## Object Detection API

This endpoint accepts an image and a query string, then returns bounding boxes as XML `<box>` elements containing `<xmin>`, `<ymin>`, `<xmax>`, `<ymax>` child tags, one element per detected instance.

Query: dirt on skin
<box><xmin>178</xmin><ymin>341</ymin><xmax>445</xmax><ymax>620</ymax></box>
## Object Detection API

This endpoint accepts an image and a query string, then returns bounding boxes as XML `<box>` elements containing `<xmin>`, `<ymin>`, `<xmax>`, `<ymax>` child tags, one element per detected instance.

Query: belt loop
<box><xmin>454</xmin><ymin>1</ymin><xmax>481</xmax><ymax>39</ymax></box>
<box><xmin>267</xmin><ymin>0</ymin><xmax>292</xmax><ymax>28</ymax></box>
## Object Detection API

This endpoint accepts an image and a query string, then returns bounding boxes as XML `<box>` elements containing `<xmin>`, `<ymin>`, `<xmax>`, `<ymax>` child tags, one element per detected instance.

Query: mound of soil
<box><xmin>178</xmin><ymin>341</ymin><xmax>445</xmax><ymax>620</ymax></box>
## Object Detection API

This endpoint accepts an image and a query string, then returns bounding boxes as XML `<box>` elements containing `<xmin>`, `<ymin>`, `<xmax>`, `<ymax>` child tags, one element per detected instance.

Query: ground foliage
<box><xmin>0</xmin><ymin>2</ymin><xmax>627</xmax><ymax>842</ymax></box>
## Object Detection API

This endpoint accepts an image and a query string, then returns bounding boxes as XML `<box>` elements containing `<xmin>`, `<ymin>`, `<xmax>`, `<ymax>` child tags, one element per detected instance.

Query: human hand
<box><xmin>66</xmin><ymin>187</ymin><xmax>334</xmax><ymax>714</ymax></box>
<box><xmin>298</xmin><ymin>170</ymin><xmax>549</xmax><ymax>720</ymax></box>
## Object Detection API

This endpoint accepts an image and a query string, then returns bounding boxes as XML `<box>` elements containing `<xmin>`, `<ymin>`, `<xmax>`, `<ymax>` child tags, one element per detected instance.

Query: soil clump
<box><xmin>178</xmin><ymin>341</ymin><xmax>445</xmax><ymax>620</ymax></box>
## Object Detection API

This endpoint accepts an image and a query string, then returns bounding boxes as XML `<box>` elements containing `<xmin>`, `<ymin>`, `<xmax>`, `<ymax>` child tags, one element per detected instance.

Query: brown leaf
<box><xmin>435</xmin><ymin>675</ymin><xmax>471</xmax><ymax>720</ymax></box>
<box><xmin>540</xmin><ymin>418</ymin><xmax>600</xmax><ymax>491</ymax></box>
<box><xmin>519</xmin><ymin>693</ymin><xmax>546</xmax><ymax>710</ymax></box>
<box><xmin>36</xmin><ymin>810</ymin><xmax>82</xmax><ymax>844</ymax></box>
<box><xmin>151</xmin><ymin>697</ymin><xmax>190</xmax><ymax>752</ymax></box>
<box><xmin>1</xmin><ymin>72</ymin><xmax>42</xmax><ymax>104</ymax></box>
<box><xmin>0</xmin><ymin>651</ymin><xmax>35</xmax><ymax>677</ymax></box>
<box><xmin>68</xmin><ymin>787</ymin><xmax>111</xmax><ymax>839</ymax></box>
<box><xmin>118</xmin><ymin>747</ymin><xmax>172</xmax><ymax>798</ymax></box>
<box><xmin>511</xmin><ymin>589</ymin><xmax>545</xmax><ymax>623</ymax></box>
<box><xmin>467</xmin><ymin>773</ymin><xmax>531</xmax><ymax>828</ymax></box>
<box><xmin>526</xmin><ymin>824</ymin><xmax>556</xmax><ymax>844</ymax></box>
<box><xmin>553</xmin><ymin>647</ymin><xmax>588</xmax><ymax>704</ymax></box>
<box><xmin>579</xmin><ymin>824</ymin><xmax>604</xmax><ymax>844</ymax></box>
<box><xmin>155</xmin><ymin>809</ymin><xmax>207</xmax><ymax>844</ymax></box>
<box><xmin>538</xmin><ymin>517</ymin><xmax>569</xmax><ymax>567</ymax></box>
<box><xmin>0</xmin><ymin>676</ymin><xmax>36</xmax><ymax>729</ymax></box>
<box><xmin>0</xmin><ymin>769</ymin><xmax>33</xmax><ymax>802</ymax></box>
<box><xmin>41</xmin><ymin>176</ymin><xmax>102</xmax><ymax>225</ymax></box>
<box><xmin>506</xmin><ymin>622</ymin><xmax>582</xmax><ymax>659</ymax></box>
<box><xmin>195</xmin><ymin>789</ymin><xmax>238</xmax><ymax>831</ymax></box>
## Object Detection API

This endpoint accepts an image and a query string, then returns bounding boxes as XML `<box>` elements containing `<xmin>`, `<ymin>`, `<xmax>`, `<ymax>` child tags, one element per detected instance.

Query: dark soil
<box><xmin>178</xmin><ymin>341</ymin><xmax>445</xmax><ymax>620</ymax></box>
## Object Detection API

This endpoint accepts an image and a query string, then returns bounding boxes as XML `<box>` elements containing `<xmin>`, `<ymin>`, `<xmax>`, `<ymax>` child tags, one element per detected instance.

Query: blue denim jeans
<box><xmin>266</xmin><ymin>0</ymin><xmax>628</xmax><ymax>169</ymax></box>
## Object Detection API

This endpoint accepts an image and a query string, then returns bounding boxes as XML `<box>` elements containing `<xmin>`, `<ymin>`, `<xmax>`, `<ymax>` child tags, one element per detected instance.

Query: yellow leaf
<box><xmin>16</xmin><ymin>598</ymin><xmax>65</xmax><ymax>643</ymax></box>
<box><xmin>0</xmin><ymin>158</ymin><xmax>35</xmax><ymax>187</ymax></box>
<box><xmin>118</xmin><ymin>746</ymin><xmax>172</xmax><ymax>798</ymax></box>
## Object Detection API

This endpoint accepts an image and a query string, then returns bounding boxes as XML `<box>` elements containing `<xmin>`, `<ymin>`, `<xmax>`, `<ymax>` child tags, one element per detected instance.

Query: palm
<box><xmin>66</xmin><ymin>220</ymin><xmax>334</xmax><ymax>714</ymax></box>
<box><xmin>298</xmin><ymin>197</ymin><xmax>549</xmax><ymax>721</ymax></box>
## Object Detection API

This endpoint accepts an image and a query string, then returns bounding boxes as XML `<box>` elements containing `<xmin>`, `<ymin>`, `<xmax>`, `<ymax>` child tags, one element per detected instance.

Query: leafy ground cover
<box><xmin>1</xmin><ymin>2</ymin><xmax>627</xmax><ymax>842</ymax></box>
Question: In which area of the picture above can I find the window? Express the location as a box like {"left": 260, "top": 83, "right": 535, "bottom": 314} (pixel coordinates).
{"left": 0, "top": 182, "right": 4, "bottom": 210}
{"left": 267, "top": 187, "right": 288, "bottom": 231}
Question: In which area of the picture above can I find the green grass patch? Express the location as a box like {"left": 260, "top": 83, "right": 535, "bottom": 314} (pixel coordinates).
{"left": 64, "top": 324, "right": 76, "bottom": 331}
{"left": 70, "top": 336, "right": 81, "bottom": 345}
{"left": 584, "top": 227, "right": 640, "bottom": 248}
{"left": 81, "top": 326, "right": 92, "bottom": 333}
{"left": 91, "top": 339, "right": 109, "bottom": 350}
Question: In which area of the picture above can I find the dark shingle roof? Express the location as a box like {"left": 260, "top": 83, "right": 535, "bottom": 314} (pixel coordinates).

****************

> **EXERCISE INSTRUCTIONS**: An exact reproduction of the listing is required, covering every entry.

> **RESPONSE FOR THIS EXERCISE**:
## Object Detection API

This endpoint accepts an image and a query string, then returns bounding boxes as XML `<box>` elements containing `<xmin>`, `<ymin>`, `<xmax>`, `<ymax>` child tags, one element per detected instance.

Query: dirt on skin
<box><xmin>178</xmin><ymin>341</ymin><xmax>445</xmax><ymax>620</ymax></box>
## Object Detection API

This endpoint accepts an image and a query string, then returns bounding boxes as XML `<box>` elements containing `<xmin>`, `<ymin>`, `<xmax>`, `<ymax>` child tags, one element per detected instance.

Query: belt loop
<box><xmin>454</xmin><ymin>1</ymin><xmax>481</xmax><ymax>39</ymax></box>
<box><xmin>267</xmin><ymin>0</ymin><xmax>292</xmax><ymax>28</ymax></box>
## Object Detection API

This endpoint accepts an image and a query string, then returns bounding boxes as XML `<box>` elements containing `<xmin>`, `<ymin>`, `<xmax>`, `<ymax>` child tags, one element per detected instance.

Query: mound of soil
<box><xmin>178</xmin><ymin>341</ymin><xmax>445</xmax><ymax>620</ymax></box>
## Object Detection API

This endpoint accepts an image and a query string, then returns bounding boxes as XML `<box>` elements containing `<xmin>`, `<ymin>`, `<xmax>`, `<ymax>` child tags, one element per detected instance.

Query: ground foliage
<box><xmin>0</xmin><ymin>2</ymin><xmax>627</xmax><ymax>842</ymax></box>
## Object Detection API

This endpoint accepts an image and a query string, then returns bounding boxes as XML `<box>` elements containing `<xmin>`, `<ymin>`, `<xmax>`, `<ymax>` child tags, one element per detected instance.

Query: human hand
<box><xmin>66</xmin><ymin>187</ymin><xmax>334</xmax><ymax>714</ymax></box>
<box><xmin>298</xmin><ymin>170</ymin><xmax>549</xmax><ymax>720</ymax></box>
## Object Detection API

This endpoint accepts an image and a query string, then returns bounding boxes as XML `<box>` elements containing `<xmin>`, `<ymin>`, `<xmax>`, `<ymax>` child tags, one element per detected instance.

Query: soil clump
<box><xmin>178</xmin><ymin>341</ymin><xmax>445</xmax><ymax>620</ymax></box>
## Object Detection API

This endpoint accepts an image and a query string, then returns bounding boxes as XML `<box>` elements containing `<xmin>`, `<ymin>`, `<xmax>`, `<ymax>` child tags, one element per detected instance.

Query: brown leaf
<box><xmin>435</xmin><ymin>675</ymin><xmax>471</xmax><ymax>720</ymax></box>
<box><xmin>540</xmin><ymin>418</ymin><xmax>600</xmax><ymax>491</ymax></box>
<box><xmin>519</xmin><ymin>693</ymin><xmax>546</xmax><ymax>710</ymax></box>
<box><xmin>36</xmin><ymin>810</ymin><xmax>82</xmax><ymax>844</ymax></box>
<box><xmin>151</xmin><ymin>697</ymin><xmax>190</xmax><ymax>752</ymax></box>
<box><xmin>1</xmin><ymin>72</ymin><xmax>42</xmax><ymax>104</ymax></box>
<box><xmin>0</xmin><ymin>651</ymin><xmax>35</xmax><ymax>677</ymax></box>
<box><xmin>68</xmin><ymin>787</ymin><xmax>111</xmax><ymax>839</ymax></box>
<box><xmin>118</xmin><ymin>747</ymin><xmax>172</xmax><ymax>798</ymax></box>
<box><xmin>511</xmin><ymin>589</ymin><xmax>545</xmax><ymax>623</ymax></box>
<box><xmin>467</xmin><ymin>773</ymin><xmax>531</xmax><ymax>828</ymax></box>
<box><xmin>526</xmin><ymin>824</ymin><xmax>556</xmax><ymax>844</ymax></box>
<box><xmin>553</xmin><ymin>647</ymin><xmax>588</xmax><ymax>704</ymax></box>
<box><xmin>579</xmin><ymin>824</ymin><xmax>604</xmax><ymax>844</ymax></box>
<box><xmin>155</xmin><ymin>809</ymin><xmax>207</xmax><ymax>844</ymax></box>
<box><xmin>538</xmin><ymin>517</ymin><xmax>569</xmax><ymax>567</ymax></box>
<box><xmin>0</xmin><ymin>676</ymin><xmax>36</xmax><ymax>729</ymax></box>
<box><xmin>0</xmin><ymin>769</ymin><xmax>33</xmax><ymax>802</ymax></box>
<box><xmin>41</xmin><ymin>176</ymin><xmax>102</xmax><ymax>225</ymax></box>
<box><xmin>506</xmin><ymin>622</ymin><xmax>582</xmax><ymax>659</ymax></box>
<box><xmin>195</xmin><ymin>789</ymin><xmax>238</xmax><ymax>831</ymax></box>
## Object Detection API

This endpoint accepts an image and a query string, then returns bounding boxes as XML `<box>` elements containing `<xmin>`, `<ymin>`, `<xmax>`, `<ymax>` child tags, one element per detected instance.

Query: dark soil
<box><xmin>178</xmin><ymin>341</ymin><xmax>445</xmax><ymax>620</ymax></box>
## Object Detection API

This endpoint accepts an image and a query string, then returns bounding boxes as XML `<box>` elements containing `<xmin>`, `<ymin>`, `<xmax>`, `<ymax>` child tags, one element per detected instance.

Query: blue denim jeans
<box><xmin>266</xmin><ymin>0</ymin><xmax>628</xmax><ymax>169</ymax></box>
## Object Detection API

This endpoint accepts an image and a query string, then returns bounding boxes as XML `<box>` elements containing `<xmin>`, `<ymin>`, `<xmax>`, `<ymax>` child tags, one element per detected instance.

Query: yellow leaf
<box><xmin>16</xmin><ymin>598</ymin><xmax>65</xmax><ymax>643</ymax></box>
<box><xmin>0</xmin><ymin>158</ymin><xmax>35</xmax><ymax>187</ymax></box>
<box><xmin>118</xmin><ymin>746</ymin><xmax>172</xmax><ymax>798</ymax></box>
## Object Detection API

This endpoint accepts an image and a query string, then returns bounding boxes as XML `<box>` elements containing `<xmin>`, `<ymin>`, `<xmax>`, `<ymax>` child tags, one element per detected instance.

Query: palm
<box><xmin>66</xmin><ymin>220</ymin><xmax>334</xmax><ymax>714</ymax></box>
<box><xmin>298</xmin><ymin>197</ymin><xmax>549</xmax><ymax>721</ymax></box>
## Object Detection API

This endpoint accepts an image and a query string, then returns bounding boxes as XML `<box>` elements containing `<xmin>`, `<ymin>`, `<xmax>`, `<ymax>` child tags, one element per detected instance.

Query: leafy ground cover
<box><xmin>1</xmin><ymin>2</ymin><xmax>627</xmax><ymax>842</ymax></box>
Question: In which area of the picture above can I find the window? Express the location as a box like {"left": 260, "top": 83, "right": 535, "bottom": 314} (pixel coordinates).
{"left": 0, "top": 182, "right": 4, "bottom": 210}
{"left": 267, "top": 187, "right": 288, "bottom": 231}
Question: In which area of the picture above can I find the green grass patch? Express the location as a box like {"left": 260, "top": 83, "right": 535, "bottom": 314} (pixel coordinates).
{"left": 64, "top": 324, "right": 76, "bottom": 331}
{"left": 70, "top": 336, "right": 81, "bottom": 345}
{"left": 584, "top": 227, "right": 640, "bottom": 248}
{"left": 81, "top": 326, "right": 92, "bottom": 333}
{"left": 91, "top": 339, "right": 109, "bottom": 350}
Question: In which area of the picture above can I find the dark shingle roof? Express the location as a box like {"left": 260, "top": 83, "right": 535, "bottom": 314} (pixel coordinates).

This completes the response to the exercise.